Source excerpt:
........

Horner composed the basis of "My Heart Will Go On" as a motif used in the film soundtrack, and suggested developing it into a song. The Titanic director, James Cameron, resisted, as he felt a pop song would be inappropriate for the film, but agreed to use it after hearing the demo. The final version was arranged by Afanasieff.

"My Heart Will Go On" is considered Dion's signature song. It topped the charts in more than twenty-five countries. With worldwide sales estimated at over 18 million copies, it is the second-best-selling physical single by a woman in music history, and one of the best-selling physical singles of all time. It was also the world's best-selling single of 1998. It was included in the list of Songs of the Century by the Recording Industry Association of America and the National Endowment for the Arts. The music video was directed by Bille Woodruff and released at the end of 1997. Dion performed the song to honour the 20th anniversary of the film at the 2017 Billboard Music Awards on May 21, 2017.

Writing and recording
Before the release of the film Titanic, studio executives were worried that it would be a commercial failure. Sony had paid $800,000 for the rights to the soundtrack album and were hoping it would include a theme song. However, the director, James Cameron, did not want to end Titanic with a pop song, feeling it would be inappropriate.

........

Recorded information:
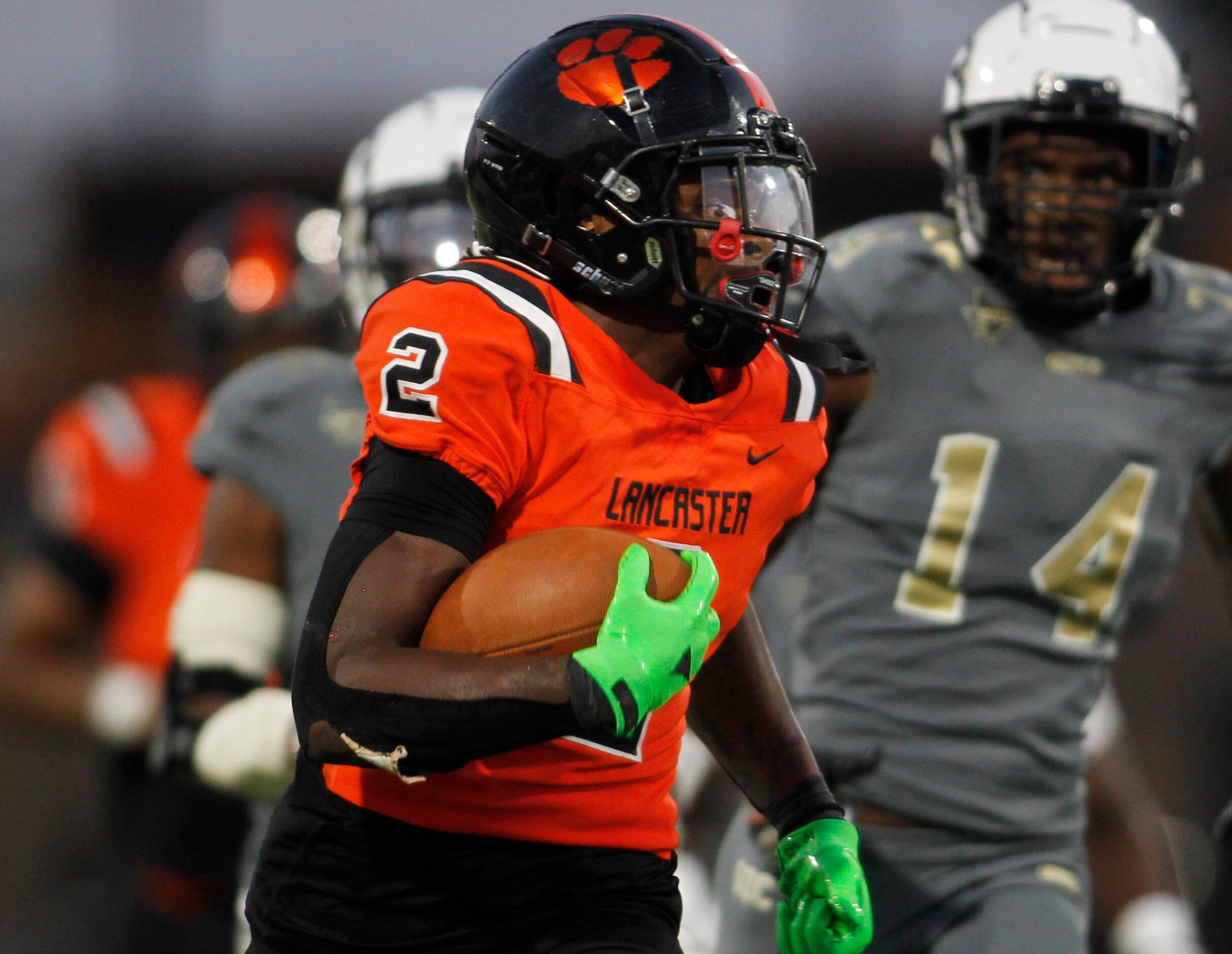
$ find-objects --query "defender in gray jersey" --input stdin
[171,89,482,950]
[192,346,367,678]
[718,0,1232,954]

........

Goals:
a – List every person named in the excerpt about "My Heart Will Go On."
b – From the excerpt about "My Heart Will Go On," return the passage starting at "Horner composed the" and ending at "arranged by Afanasieff.".
The lines are not needed for any of this work.

The answers:
a – Horner, James Cameron, Afanasieff, Dion, Bille Woodruff

b –
Horner composed the basis of "My Heart Will Go On" as a motif used in the film soundtrack, and suggested developing it into a song. The Titanic director, James Cameron, resisted, as he felt a pop song would be inappropriate for the film, but agreed to use it after hearing the demo. The final version was arranged by Afanasieff.